# Stated exercise
Copy the listing below word for word, leaving out the pictures.
(begin)
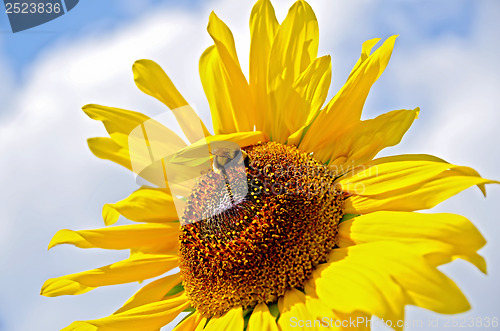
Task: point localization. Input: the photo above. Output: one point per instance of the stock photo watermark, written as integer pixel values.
(178, 166)
(26, 14)
(367, 322)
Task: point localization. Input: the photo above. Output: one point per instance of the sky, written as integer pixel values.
(445, 61)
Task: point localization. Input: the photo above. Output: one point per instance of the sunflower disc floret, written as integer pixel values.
(269, 241)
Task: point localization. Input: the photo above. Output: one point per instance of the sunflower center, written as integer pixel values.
(242, 247)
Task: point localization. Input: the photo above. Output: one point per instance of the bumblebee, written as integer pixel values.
(224, 156)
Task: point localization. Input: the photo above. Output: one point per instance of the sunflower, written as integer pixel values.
(283, 218)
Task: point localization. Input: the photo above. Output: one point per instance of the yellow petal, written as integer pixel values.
(120, 123)
(226, 88)
(380, 278)
(190, 323)
(363, 141)
(143, 205)
(120, 237)
(150, 317)
(261, 319)
(232, 320)
(152, 80)
(308, 94)
(263, 27)
(136, 268)
(294, 48)
(438, 237)
(426, 157)
(300, 312)
(412, 195)
(345, 107)
(107, 149)
(152, 292)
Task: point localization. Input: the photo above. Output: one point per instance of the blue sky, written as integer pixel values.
(97, 16)
(445, 61)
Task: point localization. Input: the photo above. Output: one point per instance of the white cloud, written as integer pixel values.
(51, 181)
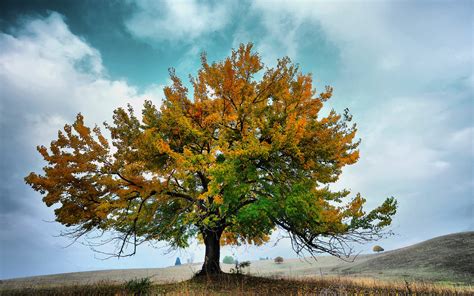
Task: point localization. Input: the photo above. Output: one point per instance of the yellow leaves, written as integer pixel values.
(218, 200)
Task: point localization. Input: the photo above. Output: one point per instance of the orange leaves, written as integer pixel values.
(229, 156)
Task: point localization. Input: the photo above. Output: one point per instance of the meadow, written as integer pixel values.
(442, 265)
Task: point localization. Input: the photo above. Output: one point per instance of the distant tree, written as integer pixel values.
(228, 260)
(246, 152)
(377, 249)
(279, 260)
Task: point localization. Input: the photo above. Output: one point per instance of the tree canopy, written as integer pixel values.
(246, 152)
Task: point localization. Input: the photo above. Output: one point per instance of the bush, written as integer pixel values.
(138, 286)
(377, 249)
(239, 267)
(228, 260)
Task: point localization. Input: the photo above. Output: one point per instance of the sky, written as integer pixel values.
(403, 68)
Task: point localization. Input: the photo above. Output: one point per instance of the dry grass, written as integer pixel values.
(228, 284)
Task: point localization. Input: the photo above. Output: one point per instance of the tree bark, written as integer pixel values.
(213, 249)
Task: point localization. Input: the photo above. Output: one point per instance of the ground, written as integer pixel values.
(446, 260)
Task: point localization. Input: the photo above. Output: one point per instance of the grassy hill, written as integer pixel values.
(446, 259)
(449, 258)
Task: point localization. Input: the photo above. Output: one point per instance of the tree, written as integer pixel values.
(228, 260)
(278, 260)
(241, 158)
(377, 249)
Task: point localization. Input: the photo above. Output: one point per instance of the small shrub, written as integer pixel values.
(138, 286)
(228, 260)
(239, 267)
(377, 249)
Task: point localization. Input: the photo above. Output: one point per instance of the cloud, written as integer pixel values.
(48, 75)
(177, 20)
(405, 70)
(432, 45)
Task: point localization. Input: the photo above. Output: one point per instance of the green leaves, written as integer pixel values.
(242, 157)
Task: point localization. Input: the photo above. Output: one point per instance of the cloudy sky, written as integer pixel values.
(404, 69)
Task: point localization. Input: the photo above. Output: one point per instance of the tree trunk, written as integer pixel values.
(213, 249)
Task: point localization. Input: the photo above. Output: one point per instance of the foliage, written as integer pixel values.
(278, 259)
(237, 160)
(239, 267)
(138, 286)
(228, 260)
(377, 249)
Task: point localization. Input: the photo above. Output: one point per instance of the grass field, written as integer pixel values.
(442, 265)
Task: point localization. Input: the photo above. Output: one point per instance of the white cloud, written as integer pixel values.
(47, 76)
(49, 73)
(177, 20)
(396, 43)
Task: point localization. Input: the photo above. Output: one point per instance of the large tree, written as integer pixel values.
(249, 153)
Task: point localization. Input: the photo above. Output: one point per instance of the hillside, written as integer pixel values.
(443, 259)
(450, 256)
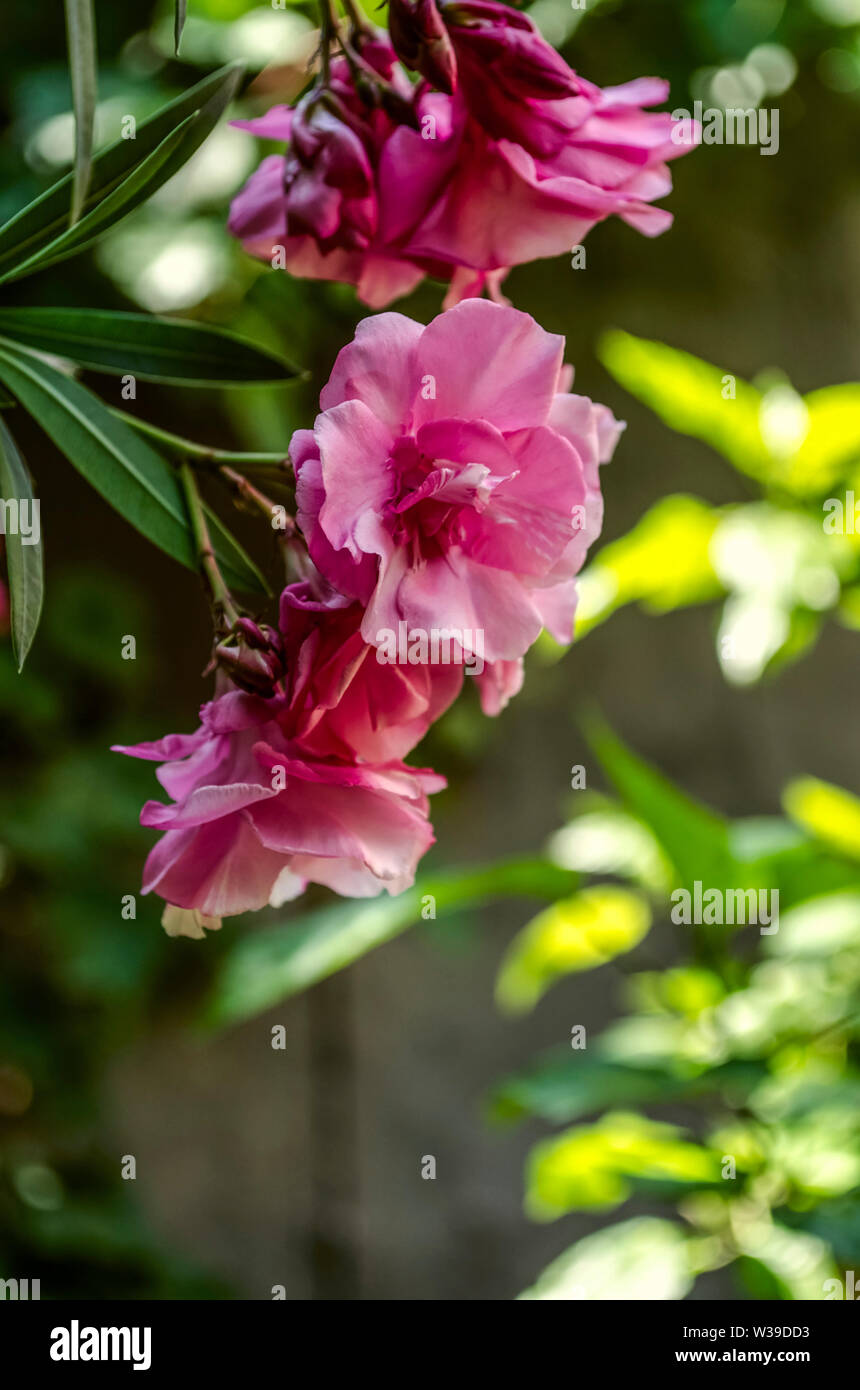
(end)
# Solution to the problem
Task: point localization. Input: the photo above. Output: one point per instance of the stock photo watermark, written as integer pixel values.
(178, 166)
(26, 14)
(367, 322)
Task: point localization. Input: the photo above. Output: one point per instance of the sky, written as integer pixel values.
(445, 61)
Task: point localization. Input: the photo above. Output: one point per instance of the sunflower disc floret, written as integer pixel values.
(269, 241)
Task: point localization. Input: the photo above. Output: one point per instance of the sunflower center, written as integer pixel values.
(242, 247)
Task: point localization. Input: the photo above. Output: one point per instance of the bumblebee, written as integer pixel values.
(224, 156)
Task: point localization. Input: the photo above. Output: one point per instance of the sunflower, written as integer pixel values.
(283, 218)
Task: point localization. Input: the photo above. Output: one point per instance of the yellow petal, written as integer pixel values.
(120, 123)
(226, 88)
(380, 278)
(190, 323)
(363, 141)
(143, 205)
(120, 237)
(150, 317)
(261, 319)
(232, 320)
(152, 80)
(308, 94)
(263, 27)
(136, 268)
(294, 48)
(438, 237)
(426, 157)
(300, 312)
(412, 195)
(345, 107)
(107, 149)
(152, 292)
Task: point localization. Input: the photo above. Output: one point per instance of the blue sky, written as integer pixel values.
(97, 16)
(445, 61)
Task: point localization. Input: the photo above. Output: one point per instance of the white cloud, written as integer pixel values.
(51, 181)
Task: point localization. Input: the photo above. Output: one point per instance of the yellow leaves, written as integer pixel values.
(218, 200)
Task: point localization. Input: the photo above. Output: one point per instance of the orange leaves, written as integer pixel values.
(229, 156)
Task: point localization. Input: the photo above. Output: one point per instance of the meadow, written as integer pixel values.
(442, 265)
Task: point localization. Input: the photo above. Output: one point per instance of the distant tree, written as integer pixel values.
(228, 260)
(246, 152)
(377, 249)
(279, 260)
Task: point localization. Input: the photo above. Output: one point per instance of the tree canopy, written as integer pixel values.
(246, 152)
Task: point localization. Input: the photo above. Output: one point per instance of the bush, written as integer pixel values.
(138, 286)
(377, 249)
(239, 267)
(228, 260)
Task: point localization. Input: the photo above. Output: one point per instance of the sky, written as integer pixel values.
(403, 68)
Task: point localization. Input: the photo above. Output: one point per instance of the dry grass, written as integer pixel values.
(228, 284)
Task: point localization. Input: the photo above. Output: one point per instance of the tree bark, written as integer pixel values.
(213, 249)
Task: point localization. Input: the photo above. Output: one point per instance of the ground, written as integer pixel values.
(446, 260)
Task: point localization. Input: the photo above. Output: one point per instance of the grassy hill, written as integer pixel values.
(446, 259)
(449, 258)
Task: point localization. Input: the photo above. Output: one point per instance of the tree, written as integer pixel values.
(228, 260)
(278, 260)
(241, 158)
(377, 249)
Task: point localization. Input: the photo above. Output: one point per instance of the small shrub, written as integer pixel values.
(138, 286)
(228, 260)
(239, 267)
(377, 249)
Task: point localization. Input: the photo above. Output: one point per instance of the cloud, written as integer pixel values.
(48, 75)
(177, 20)
(405, 70)
(432, 45)
Task: point localization. Input: the photo above. Output: one point per instance of the green leaves, written as integer pixel values.
(242, 157)
Task: point localization. Input: the photo above. Output: one point per instance of the cloudy sky, written as integer pixel values.
(404, 69)
Task: point localization. Input: the photo above. Output: one point per instance of the tree trunk, written as integer pixel values.
(213, 249)
Task: point localization. Input: the photo above. Output: one point per instance of the foliage, written as integer pixel values.
(278, 259)
(237, 160)
(239, 267)
(138, 286)
(228, 260)
(377, 249)
Task: point localization. Input: the photo above. Output: one point per instance of the grass field, written as integer pixel values.
(442, 265)
Task: point localization. Input: the photo above. Output: one point per instance of the white cloud, written as integer pixel values.
(47, 76)
(49, 73)
(177, 20)
(396, 43)
Task: point localization. Input: the photo above. Output: one point per instance of the large tree, written as integer pixel values.
(249, 153)
Task: point localization. Input: the photo above. Output: one point per instance of the hillside, written as integer pixel values.
(443, 259)
(450, 256)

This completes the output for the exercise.